GOAL:
The records below are to be quoted in full; please keep every word exact.

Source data
==============================

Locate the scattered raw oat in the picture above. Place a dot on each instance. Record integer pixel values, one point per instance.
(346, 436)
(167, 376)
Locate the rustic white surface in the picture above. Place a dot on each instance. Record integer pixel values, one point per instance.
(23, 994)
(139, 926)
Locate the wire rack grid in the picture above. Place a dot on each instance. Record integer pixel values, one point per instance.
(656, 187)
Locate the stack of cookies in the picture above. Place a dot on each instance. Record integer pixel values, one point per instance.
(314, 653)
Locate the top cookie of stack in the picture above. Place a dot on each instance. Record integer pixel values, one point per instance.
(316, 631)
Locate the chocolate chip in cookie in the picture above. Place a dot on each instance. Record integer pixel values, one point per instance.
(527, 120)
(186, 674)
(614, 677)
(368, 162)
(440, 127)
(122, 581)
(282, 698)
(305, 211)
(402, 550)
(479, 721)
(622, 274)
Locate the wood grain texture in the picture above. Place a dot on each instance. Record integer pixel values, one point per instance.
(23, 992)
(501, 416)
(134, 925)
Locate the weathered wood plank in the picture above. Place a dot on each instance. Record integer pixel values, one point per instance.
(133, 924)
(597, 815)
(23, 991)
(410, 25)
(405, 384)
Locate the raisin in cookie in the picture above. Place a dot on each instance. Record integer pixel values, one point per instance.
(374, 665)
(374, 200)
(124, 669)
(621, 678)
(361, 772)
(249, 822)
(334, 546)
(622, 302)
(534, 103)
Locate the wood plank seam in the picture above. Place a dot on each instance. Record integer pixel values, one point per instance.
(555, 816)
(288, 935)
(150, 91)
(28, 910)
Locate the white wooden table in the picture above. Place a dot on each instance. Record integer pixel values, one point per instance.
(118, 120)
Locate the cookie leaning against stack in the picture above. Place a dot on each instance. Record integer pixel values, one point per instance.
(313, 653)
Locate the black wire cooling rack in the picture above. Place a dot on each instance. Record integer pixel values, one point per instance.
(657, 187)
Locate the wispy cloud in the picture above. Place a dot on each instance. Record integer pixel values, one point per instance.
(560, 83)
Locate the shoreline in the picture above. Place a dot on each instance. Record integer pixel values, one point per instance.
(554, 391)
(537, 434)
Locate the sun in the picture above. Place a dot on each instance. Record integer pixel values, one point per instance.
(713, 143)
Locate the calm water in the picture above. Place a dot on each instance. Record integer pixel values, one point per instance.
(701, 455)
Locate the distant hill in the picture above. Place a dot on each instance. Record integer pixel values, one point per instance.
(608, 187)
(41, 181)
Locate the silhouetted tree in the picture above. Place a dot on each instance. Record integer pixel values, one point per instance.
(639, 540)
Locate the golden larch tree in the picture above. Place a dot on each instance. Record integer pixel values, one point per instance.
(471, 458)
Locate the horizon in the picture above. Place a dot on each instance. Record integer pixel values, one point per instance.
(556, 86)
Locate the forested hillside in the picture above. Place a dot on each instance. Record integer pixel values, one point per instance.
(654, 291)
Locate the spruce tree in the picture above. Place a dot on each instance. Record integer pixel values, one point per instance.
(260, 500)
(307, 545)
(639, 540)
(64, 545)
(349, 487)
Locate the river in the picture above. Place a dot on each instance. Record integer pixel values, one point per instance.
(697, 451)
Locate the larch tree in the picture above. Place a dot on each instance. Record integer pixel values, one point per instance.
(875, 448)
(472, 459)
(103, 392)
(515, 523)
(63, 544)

==============================

FULL SOLUTION:
Locate the scattered raw oat in the picture above. Place a dot on each instance. Record integer pixel values, one point per instance.
(346, 436)
(167, 376)
Locate the rustic white surface in the picture above. Place a dot on each instance. Record integer pixel values, one point per instance.
(23, 994)
(139, 926)
Locate the wire rack grid in the picture above. Place a dot on each instance. Record integer pixel values, one point per instance.
(656, 187)
Locate the stack of cookies in the picture above. Place a dot on each instance. Record integer pixel values, one point per instance.
(314, 653)
Locate the top cookie of stack in the picture above. Place a dot on each instance. Record integer pixel values, one point per instance.
(316, 631)
Locate the chocolate chip in cookie in the picture above. Place a dot on each instance. Record integer pixel values, one point per instance.
(527, 120)
(186, 674)
(614, 677)
(368, 162)
(440, 127)
(122, 581)
(282, 698)
(305, 211)
(402, 550)
(479, 721)
(622, 274)
Locate the wood grain texture in the picture above. Place a dot on each instance. Record integer pixel values, one point per instance.
(23, 992)
(501, 416)
(134, 925)
Locate the weathered wood plank in the picture above. Place a dot on each instance. Record integer pixel values, one point per instance.
(133, 924)
(597, 815)
(23, 991)
(410, 25)
(405, 384)
Locate the raisin in cookie in the picture above. Place a dot on each instance. Record integer pixel values, one point per instance.
(374, 665)
(374, 200)
(124, 669)
(621, 678)
(361, 772)
(249, 822)
(334, 546)
(622, 302)
(534, 103)
Locate the wood plank seam in the picture above. Place a dot on each instance. Record integer pixel values, one point per instance.
(555, 816)
(288, 935)
(150, 91)
(28, 910)
Locate the white wooden table in the picture above. Place a dot on each instance. Record integer pixel values, one point per instance.
(118, 120)
Locate the cookie leaning against stack in the picture above. Place a dot on each instance. Record integer pixel values, one point per instance.
(313, 653)
Locate the black wire cooling rack in the picture above. Place a dot on each instance. Record integer pixel values, one point per instance.
(657, 187)
Locate the wispy cloud in the picture above. Place a dot on each instance. Record integer pixel values, one point per instance.
(560, 83)
Locate the shoreline in the picture above. Place a dot on each instance. Record integer pixel values, one point per instance.
(554, 391)
(537, 434)
Locate the sun in the picture above. Place a dot on each instance. Record integer pixel values, one point per instance.
(713, 143)
Locate the calm water in the picture above. Place a dot on each instance. Record integer pixel values, one point per instance.
(701, 455)
Locate the distant hill in the picture above. Place a dot on each instance. Record integer pixel values, one point per instance.
(608, 187)
(41, 181)
Locate the silhouetted tree in the picture above. Place a dot on each instance. Record integer pixel values, one point per instance.
(639, 540)
Locate the golden larch tree in the picture above. Place a dot on each instance. Record integer pixel values, one point per instance.
(471, 458)
Locate the horizon in the picture above. Place a dot on each instance. Record integer pixel values, one point per instance.
(556, 86)
Locate the forested hillside in the picture above. Place a dot on each instance. Record integer pixel values, one point per instance.
(654, 291)
Locate the spruce tree in the picture above. Place a dot on each instance. Record integer pixel values, one point per instance.
(260, 500)
(307, 545)
(639, 540)
(64, 545)
(349, 487)
Locate the river in the picture above. Place a dot on each instance. Record integer pixel values, one point per instance.
(697, 451)
Locate the larch tree in the picture above. Place a dot on each instance. Record integer pixel values, one point per instance.
(875, 448)
(472, 459)
(103, 392)
(515, 523)
(63, 544)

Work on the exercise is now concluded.